The complete data, repeated exactly, should form your response.
········
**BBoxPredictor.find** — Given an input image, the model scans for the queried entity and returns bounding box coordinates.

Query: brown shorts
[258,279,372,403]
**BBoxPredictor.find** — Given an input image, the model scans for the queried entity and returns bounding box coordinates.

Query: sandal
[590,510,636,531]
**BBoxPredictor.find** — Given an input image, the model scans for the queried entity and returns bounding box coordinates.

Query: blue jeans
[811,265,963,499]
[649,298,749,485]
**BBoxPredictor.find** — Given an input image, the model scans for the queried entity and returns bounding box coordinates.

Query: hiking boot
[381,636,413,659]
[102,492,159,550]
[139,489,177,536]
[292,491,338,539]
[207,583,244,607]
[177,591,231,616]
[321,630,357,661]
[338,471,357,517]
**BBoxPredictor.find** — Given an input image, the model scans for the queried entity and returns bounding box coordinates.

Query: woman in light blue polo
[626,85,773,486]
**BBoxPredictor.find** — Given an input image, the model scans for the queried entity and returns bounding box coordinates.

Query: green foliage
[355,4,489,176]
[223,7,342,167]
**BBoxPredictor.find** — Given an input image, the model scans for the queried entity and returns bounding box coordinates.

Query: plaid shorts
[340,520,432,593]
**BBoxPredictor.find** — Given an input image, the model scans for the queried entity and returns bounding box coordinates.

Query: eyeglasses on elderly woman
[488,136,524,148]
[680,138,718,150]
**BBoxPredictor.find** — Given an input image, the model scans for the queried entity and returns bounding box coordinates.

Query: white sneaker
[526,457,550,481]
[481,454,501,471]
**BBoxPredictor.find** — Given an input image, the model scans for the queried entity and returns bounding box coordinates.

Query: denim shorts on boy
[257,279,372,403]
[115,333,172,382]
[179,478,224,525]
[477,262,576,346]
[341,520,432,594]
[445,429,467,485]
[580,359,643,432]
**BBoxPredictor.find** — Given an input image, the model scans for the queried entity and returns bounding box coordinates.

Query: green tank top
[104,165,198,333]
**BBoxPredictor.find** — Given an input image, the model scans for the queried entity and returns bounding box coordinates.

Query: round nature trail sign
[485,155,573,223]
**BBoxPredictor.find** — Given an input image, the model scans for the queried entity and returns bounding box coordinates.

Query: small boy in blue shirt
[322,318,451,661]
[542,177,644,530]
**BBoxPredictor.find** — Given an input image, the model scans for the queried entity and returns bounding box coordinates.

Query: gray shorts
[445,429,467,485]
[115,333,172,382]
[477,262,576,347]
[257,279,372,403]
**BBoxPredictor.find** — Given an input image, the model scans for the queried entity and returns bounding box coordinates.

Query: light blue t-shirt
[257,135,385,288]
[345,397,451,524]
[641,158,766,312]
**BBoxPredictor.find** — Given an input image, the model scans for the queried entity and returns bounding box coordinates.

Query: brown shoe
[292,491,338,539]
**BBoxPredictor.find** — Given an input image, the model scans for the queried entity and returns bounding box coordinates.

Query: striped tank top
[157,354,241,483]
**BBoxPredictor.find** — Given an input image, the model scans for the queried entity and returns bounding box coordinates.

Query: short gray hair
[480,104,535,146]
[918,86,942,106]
········
ANSWER TO THE EXERCISE:
**BBoxPredictor.find** — Given an input image, the model scans for the queried entity and returns bounding box coordinates.

Query: brown shorts
[258,279,372,403]
**BBoxPredictor.find** — Given an input image, the model scans for the queried entity and returns bounding box coordinates.

Query: sandal
[590,510,636,531]
**BBoxPredictor.find** — Given an input image, the model scans for the queried entity and returns bounding box coordinates.

Query: blue jeans
[811,265,963,499]
[649,298,749,485]
**BBoxPredictor.find** — Given an input image, the model scans for the queried entity and returns bounding box coordinates.

Query: hiking boot
[381,636,413,659]
[102,492,159,550]
[139,489,177,536]
[292,491,338,539]
[207,583,244,607]
[177,591,231,616]
[321,630,357,661]
[338,471,357,517]
**BBoxPredictor.find** — Given an input image, the model scans for the queried entity and returns bounding box coordinates.

Query: woman in light blue polo
[626,85,773,486]
**BBoxPredictor.find** — Given an input image, the model scans for the queried entity and returns bounding box coordinates.

Query: green foliage
[355,4,489,176]
[223,7,342,167]
**BBoxPredictor.find** — Given an input image, the model scans for the queried entity and returns bounding box coordinates.

Query: plaid shorts
[340,520,432,593]
**BBoxPredictor.find** — Given an input image, the model scans for the queried entity and returns bounding box coordinates.

Query: eyeglasses on elderly woman
[488,136,524,148]
[680,138,718,150]
**BBoxPredictor.find** — Given an input image, the model scans for the queried entity and returns bounding box coordinates.

Query: white sneaker
[526,457,550,481]
[481,454,501,471]
**BBoxPredictor.find** — Given an input image, the model scans for the queried entity and returns bounding box coordinates.

Query: denim shorts on boy
[257,279,372,403]
[115,333,172,382]
[179,478,224,525]
[477,262,576,346]
[341,520,432,594]
[445,429,467,485]
[580,359,643,432]
**BBoxPredictor.find** — Given an input image, the model scans for the queried entity and returns bounding box coordinates.

Query: green tank top
[104,165,198,333]
**BBoxPredictor.find** — Given an input image, the model scans for the queried entity and returns bounding box coordinates.

Query: round nature trail sign
[485,155,573,223]
**BBoxPredictor.find** — Given an input image, the model scans for the queried entity and returns bounding box coordinates.

Query: small boy in blue shirt
[322,318,451,661]
[542,177,644,530]
**BBoxPredictor.find** — Given an input image, the model scans for the queried entity and returns bounding box coordinates.

Query: gray shorts
[445,429,467,485]
[115,333,172,382]
[477,262,576,347]
[257,279,372,403]
**BBoxPredictor.find** — Given an input image, the model scans for the queried entity and returns bounding box coordinates.

Query: light blue t-shirt
[257,135,385,288]
[345,397,451,524]
[641,158,766,312]
**BBoxPredictor.find** — Given an input image, the model scans for the queried entity and returns bounding box coordinates.

Query: brown shoe
[292,491,338,539]
**BBoxPredictor.find** — Given an input image, the model scans for the queried entity and returns bounding box coordinates.

Query: striped tank top
[157,354,241,483]
**BBoxPredictor.find** — Given an input image, the model scans for the queried entity and returns bounding box coordinates.

Query: short gray hair
[480,104,535,146]
[918,86,942,106]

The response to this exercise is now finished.